INSTRUÇÕES DA TAREFA: Liste os grupos que, de acordo com o texto de estudo, precisam perceber que a rapidez da instabilidade dos cenários será cada vez mais intensa.

Esse mesmo processo pode ser identificado no contexto do terrorismo jihajista internacional em que a Al Qaeda e o Estado Islâmico têm realizado procedimentos similares na construção de alianças com organizações terroristas locais em países muçulmanos da África e do Oriente Médio.
De certa forma esse cenário acaba por reproduzir o cenário da bipolarização existente na época da Guerra Fria, caracterizando-se por materializar um dos possíveis sistemas de poder idealizado em 1957 pelo professor da Universidade de Chicago Morton Kaplan. O mesmo autor também afirma que é necessário um Balance of Power (equilíbrio de poder), para que seja obtida uma estabilidade nos cenários e foi justamente o que foi quebrado com o final do pacto entre o CV e o PCC.
Conforme iniciei esse ensaio, é fundamental que a sociedade moderna, os políticos, militares e gestores de segurança pública percebam que a rapidez da instabilidade dos cenários será cada vez mais intensa, o que tem levado vários Estados a falhar.

CONTEÚDO DOS DADOS:
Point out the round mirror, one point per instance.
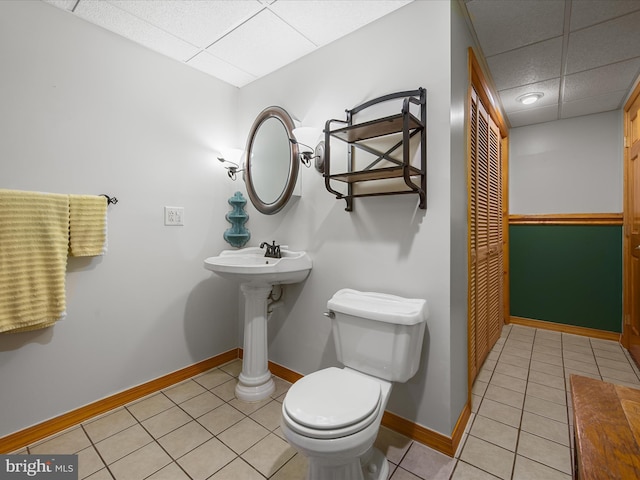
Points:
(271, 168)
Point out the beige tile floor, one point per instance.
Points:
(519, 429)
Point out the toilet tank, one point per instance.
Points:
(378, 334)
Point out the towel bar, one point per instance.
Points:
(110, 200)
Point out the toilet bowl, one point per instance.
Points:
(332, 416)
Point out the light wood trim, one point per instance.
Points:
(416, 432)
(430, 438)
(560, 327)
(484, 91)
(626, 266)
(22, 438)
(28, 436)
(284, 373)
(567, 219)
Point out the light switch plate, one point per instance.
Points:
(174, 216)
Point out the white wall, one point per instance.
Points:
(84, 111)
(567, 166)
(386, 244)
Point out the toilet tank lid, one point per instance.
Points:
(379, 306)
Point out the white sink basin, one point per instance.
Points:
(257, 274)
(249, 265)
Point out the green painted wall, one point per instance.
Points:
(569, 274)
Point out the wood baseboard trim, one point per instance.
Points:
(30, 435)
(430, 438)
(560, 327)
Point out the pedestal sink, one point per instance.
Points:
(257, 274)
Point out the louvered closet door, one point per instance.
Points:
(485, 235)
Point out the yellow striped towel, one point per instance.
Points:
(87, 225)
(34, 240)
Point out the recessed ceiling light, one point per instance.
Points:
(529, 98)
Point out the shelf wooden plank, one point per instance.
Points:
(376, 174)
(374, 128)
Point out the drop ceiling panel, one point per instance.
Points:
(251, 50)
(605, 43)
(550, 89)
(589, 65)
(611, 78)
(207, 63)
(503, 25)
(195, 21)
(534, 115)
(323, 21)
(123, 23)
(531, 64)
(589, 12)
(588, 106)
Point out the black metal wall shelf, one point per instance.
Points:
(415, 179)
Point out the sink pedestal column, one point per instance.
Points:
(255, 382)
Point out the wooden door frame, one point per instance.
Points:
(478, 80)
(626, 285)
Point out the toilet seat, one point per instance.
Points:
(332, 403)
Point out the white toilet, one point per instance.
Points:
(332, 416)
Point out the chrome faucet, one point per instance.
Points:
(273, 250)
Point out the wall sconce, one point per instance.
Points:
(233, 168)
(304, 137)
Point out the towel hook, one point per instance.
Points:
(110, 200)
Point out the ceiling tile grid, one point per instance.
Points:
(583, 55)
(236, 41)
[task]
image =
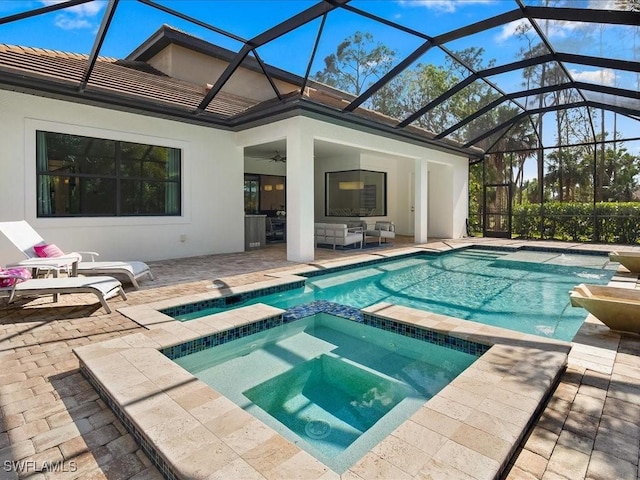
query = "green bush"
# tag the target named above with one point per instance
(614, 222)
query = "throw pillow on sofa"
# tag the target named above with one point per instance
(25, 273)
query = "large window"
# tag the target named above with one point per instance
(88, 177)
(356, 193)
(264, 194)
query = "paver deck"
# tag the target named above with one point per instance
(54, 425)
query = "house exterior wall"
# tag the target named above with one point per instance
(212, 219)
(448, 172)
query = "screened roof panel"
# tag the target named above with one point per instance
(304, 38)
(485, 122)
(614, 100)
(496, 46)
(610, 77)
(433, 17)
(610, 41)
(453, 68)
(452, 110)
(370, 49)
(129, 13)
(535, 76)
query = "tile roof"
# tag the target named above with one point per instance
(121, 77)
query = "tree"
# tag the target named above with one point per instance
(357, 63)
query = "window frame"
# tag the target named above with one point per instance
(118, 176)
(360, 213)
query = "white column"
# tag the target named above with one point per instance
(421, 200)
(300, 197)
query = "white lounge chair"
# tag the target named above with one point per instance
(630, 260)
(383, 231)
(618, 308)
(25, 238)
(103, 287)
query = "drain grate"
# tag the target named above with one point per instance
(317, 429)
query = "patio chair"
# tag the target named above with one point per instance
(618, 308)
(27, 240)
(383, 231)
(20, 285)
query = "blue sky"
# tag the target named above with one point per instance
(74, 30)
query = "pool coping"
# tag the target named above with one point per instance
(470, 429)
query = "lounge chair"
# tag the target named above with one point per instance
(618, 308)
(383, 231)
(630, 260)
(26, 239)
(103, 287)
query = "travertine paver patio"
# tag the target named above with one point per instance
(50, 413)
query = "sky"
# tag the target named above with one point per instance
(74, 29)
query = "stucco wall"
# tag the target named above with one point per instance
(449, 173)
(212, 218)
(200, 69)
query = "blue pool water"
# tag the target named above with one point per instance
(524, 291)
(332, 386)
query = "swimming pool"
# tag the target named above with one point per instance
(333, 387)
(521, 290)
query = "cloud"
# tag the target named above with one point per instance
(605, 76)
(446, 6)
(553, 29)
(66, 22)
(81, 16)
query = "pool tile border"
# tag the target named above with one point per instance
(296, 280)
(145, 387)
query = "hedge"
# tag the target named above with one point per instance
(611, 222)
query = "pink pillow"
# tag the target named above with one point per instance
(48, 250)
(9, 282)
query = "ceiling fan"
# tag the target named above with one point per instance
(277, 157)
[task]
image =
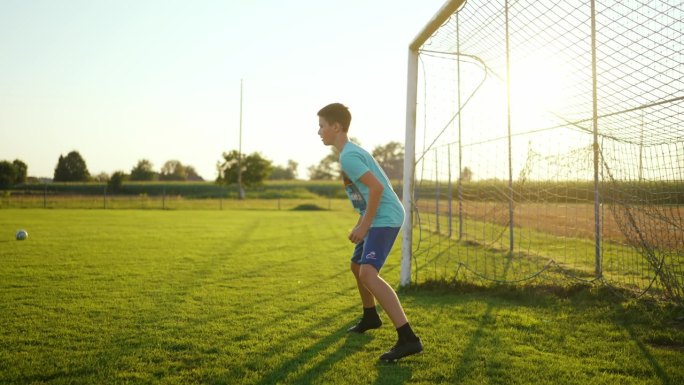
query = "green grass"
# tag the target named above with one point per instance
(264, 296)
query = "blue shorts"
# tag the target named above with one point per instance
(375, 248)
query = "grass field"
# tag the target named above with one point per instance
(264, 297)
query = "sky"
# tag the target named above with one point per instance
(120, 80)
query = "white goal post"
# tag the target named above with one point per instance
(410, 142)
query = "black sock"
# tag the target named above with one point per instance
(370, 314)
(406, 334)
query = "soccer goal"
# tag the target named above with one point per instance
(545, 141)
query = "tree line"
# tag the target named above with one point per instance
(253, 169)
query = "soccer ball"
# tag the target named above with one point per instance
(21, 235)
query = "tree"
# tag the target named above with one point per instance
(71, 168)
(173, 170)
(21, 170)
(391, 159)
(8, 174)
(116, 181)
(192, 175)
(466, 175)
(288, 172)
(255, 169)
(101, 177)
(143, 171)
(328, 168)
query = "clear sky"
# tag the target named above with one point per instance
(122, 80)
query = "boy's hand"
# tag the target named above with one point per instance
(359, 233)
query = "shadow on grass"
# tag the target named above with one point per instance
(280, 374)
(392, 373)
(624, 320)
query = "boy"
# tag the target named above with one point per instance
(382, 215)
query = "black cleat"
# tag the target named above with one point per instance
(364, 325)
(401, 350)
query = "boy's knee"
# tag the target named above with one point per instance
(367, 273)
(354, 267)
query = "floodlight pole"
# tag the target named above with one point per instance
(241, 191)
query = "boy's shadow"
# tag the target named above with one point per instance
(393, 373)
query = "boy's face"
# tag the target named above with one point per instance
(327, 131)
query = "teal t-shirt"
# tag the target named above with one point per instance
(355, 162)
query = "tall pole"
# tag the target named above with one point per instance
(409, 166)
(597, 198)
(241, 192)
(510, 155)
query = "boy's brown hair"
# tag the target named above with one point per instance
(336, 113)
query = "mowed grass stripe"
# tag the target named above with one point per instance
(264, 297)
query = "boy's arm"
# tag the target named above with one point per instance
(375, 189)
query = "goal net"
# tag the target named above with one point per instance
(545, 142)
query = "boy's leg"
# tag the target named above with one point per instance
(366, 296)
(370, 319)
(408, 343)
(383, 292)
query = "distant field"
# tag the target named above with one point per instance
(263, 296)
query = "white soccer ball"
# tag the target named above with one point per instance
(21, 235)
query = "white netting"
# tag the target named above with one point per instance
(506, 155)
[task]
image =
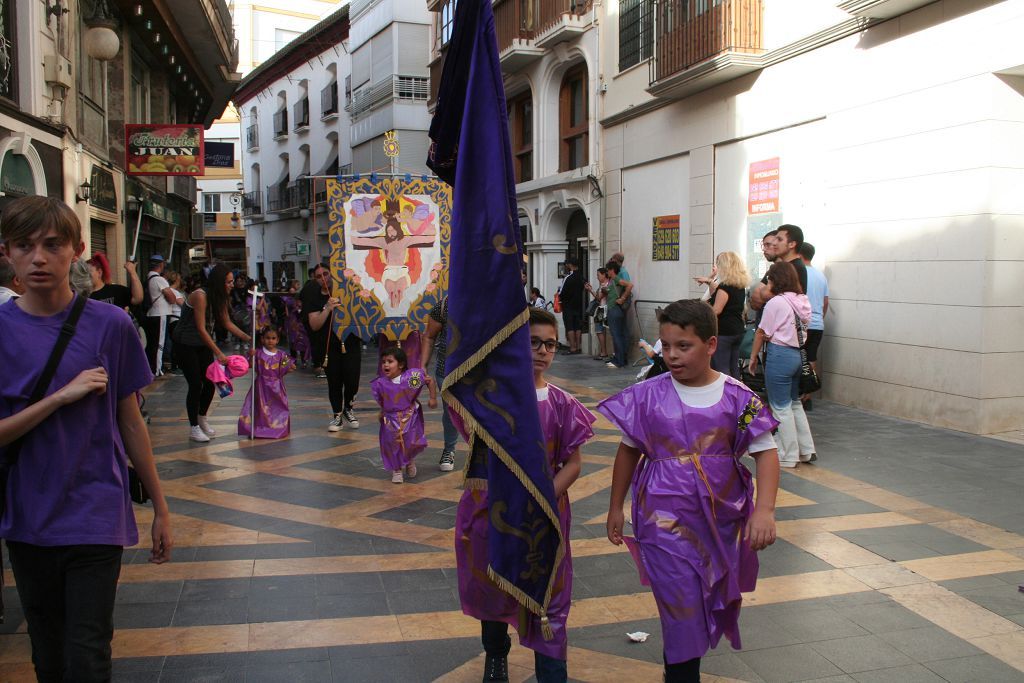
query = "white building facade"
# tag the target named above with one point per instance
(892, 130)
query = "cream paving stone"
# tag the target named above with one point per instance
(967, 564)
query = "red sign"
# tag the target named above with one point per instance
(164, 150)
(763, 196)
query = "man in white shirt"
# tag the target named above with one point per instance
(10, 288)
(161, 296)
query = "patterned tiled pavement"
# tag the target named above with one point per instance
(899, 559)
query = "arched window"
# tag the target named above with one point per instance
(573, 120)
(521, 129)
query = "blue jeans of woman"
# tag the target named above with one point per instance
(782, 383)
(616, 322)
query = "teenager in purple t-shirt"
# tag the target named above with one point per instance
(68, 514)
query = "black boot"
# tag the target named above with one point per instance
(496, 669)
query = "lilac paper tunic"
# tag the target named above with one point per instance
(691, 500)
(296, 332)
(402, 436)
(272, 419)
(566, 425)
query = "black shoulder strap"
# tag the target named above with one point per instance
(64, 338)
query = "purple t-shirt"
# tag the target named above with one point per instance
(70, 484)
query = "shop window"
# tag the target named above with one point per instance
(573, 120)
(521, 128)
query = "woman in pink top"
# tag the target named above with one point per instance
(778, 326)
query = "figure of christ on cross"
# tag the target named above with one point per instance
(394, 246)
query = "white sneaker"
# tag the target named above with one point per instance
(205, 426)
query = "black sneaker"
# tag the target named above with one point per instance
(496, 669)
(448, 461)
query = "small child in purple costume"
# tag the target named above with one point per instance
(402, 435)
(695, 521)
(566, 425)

RESULTADO:
- a sociedade moderna
- os políticos
- os militares
- os gestores de segurança pública